WORK TO BE COMPLETED:
Copy out the data verbatim, everything from the line containing "black tights, locate" down to the end of the data, both ends included.

EXERCISE MATERIALS:
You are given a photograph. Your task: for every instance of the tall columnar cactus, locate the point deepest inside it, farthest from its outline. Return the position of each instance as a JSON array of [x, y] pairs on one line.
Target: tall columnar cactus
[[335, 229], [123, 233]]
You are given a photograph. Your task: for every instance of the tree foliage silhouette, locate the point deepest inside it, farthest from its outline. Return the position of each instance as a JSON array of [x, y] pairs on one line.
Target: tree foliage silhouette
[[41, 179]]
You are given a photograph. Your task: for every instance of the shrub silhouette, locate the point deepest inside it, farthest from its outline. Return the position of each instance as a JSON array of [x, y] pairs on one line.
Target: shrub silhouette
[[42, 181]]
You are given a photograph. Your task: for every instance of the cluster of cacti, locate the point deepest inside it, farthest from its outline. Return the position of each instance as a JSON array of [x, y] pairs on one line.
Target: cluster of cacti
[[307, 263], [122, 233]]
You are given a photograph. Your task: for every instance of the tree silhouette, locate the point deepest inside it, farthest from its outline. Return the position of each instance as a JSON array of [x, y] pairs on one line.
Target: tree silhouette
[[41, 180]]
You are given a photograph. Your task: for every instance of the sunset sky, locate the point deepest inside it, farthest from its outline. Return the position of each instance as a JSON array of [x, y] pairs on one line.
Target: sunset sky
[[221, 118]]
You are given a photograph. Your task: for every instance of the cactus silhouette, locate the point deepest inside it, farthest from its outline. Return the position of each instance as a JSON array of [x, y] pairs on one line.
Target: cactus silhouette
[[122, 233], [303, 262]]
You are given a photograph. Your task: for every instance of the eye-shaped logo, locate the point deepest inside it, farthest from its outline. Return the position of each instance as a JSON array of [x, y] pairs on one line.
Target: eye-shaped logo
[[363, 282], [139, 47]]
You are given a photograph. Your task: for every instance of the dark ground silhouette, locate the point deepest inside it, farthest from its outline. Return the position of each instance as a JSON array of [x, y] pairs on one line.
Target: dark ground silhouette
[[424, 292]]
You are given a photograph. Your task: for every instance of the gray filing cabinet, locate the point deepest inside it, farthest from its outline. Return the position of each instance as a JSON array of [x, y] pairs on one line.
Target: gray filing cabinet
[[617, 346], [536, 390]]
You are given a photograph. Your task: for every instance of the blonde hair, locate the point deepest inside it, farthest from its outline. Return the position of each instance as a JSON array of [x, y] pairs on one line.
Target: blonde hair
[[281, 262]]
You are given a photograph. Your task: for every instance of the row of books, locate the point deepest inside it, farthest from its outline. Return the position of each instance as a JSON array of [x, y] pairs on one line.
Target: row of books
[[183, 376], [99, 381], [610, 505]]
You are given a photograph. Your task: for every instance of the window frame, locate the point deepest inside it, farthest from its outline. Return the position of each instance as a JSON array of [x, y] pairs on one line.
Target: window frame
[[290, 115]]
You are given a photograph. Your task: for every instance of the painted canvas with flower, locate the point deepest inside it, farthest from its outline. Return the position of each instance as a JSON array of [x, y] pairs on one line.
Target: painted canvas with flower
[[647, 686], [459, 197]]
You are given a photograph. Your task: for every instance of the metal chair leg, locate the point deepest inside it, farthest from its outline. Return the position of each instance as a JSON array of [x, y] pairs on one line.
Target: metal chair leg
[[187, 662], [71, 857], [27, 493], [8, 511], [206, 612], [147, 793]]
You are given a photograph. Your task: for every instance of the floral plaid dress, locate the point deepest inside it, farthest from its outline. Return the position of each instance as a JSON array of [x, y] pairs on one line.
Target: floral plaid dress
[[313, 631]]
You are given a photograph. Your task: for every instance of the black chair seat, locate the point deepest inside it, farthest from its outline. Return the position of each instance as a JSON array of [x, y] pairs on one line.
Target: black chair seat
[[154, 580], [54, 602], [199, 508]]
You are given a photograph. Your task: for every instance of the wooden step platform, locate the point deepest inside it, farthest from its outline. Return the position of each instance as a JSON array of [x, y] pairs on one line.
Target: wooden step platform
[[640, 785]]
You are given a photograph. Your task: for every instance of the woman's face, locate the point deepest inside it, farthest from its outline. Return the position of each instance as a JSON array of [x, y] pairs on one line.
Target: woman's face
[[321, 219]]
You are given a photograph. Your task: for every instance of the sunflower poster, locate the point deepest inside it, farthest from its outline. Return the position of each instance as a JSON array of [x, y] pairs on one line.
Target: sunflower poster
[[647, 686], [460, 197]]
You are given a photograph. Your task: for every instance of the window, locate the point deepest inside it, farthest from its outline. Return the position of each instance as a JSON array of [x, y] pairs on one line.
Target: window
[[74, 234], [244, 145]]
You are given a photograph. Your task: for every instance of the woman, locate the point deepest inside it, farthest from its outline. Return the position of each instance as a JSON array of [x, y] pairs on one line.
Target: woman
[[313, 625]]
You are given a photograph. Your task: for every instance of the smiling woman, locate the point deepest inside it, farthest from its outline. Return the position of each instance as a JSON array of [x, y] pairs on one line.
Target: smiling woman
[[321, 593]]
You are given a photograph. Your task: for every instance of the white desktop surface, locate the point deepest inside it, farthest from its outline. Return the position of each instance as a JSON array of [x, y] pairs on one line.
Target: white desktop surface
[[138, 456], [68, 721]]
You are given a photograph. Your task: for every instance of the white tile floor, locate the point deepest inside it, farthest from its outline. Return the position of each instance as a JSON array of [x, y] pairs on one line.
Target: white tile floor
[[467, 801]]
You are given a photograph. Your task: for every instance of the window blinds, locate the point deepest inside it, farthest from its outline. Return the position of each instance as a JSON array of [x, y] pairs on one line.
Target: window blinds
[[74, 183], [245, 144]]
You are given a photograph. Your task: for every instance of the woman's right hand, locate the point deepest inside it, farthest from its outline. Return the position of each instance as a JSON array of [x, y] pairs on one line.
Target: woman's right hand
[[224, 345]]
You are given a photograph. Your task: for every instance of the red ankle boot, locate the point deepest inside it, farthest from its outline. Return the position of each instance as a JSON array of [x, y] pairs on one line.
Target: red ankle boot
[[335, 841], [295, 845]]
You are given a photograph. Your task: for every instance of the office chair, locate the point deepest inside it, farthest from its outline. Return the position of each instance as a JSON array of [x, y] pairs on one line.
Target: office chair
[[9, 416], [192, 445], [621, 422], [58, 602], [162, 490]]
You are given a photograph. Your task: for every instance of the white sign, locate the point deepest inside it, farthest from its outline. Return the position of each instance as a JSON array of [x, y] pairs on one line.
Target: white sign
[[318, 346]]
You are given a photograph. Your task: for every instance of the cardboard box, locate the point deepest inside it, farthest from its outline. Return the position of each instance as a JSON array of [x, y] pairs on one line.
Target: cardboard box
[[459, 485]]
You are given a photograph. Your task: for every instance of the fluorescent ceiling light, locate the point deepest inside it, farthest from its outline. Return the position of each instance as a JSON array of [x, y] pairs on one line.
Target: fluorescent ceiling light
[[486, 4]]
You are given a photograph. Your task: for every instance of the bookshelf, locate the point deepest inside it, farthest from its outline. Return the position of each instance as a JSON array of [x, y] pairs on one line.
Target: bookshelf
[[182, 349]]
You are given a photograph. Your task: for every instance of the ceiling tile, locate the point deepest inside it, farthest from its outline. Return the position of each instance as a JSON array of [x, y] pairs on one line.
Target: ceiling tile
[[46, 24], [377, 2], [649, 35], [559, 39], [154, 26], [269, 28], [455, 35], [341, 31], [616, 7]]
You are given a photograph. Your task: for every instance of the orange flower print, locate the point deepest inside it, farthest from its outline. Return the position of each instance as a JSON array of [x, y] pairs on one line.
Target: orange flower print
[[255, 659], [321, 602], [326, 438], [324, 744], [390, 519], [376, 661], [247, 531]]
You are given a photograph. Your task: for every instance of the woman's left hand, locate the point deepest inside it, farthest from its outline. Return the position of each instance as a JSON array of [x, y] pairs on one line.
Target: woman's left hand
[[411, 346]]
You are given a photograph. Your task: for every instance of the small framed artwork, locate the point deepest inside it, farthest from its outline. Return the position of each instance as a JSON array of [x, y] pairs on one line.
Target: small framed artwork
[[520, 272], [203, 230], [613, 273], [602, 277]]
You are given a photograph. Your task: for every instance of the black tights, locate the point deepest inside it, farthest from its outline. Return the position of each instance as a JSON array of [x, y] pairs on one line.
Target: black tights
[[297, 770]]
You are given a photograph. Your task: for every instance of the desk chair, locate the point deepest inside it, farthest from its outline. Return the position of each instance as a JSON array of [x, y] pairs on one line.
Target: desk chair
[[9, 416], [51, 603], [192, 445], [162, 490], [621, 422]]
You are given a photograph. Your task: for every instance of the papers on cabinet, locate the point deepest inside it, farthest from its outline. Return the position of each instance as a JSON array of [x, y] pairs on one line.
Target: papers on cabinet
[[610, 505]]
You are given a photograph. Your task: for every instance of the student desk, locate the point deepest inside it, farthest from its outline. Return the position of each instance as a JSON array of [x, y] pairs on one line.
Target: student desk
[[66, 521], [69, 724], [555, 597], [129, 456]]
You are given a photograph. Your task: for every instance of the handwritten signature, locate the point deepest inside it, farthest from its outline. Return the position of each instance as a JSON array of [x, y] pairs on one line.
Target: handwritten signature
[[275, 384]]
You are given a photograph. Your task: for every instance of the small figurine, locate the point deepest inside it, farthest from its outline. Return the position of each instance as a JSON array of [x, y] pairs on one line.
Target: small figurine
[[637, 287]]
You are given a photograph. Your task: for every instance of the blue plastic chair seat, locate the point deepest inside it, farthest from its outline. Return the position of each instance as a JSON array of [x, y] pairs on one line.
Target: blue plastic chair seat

REPLY:
You are given a photograph. Your task: for every instance of the black tights, locate the point deepest inside it, farthest from its outline. Return the position of each instance as a JSON array of [x, y] pairs on one line.
Target: black tights
[[297, 770]]
You are given a photograph. Your task: for every instance of the desk chair, locate the point deepest inside it, farthest from its outline. Return the position of each instance as a JSON array of [x, y] pairs on one line.
Target: desk chair
[[9, 416], [51, 603], [192, 445], [162, 490], [621, 422]]
You are given a photograph. Your task: for every instance of the papers on cabinet, locate the point deepest inside it, farthest from its outline. Return the position of each instance as a JSON array of [x, y] pairs on one line.
Target: papers on cabinet
[[610, 505]]
You are given a photograph. Your task: for every instance of the student desk, locate the point deepest inside it, farthest from its outline. Return the position of each instance as a JSON array of [x, y] pairs on one line.
Target: student desk
[[66, 521], [69, 724], [555, 597], [129, 456]]
You are given a photograph. Your task: for every instance of the handwritten signature, locate the point deepest inside it, farthest from its outline. Return the position of each instance as a JSON array of [x, y] pairs on one line.
Target: handwritten signature
[[275, 384]]
You are given a photograph. Your task: for every instance of the small figurine, locate the point deepest inside it, farthest from its outline. Return the position of each instance as a JSON array of [x, y] pairs on one line.
Target: small figurine
[[637, 287]]
You are given a photograph. Your task: for every instance of the blue plastic chair seat, locate the point deepest inside it, farthest from its outline. Return the position of each instance as a JSON array of [x, y] pairs on one line.
Target: blue plastic chair seat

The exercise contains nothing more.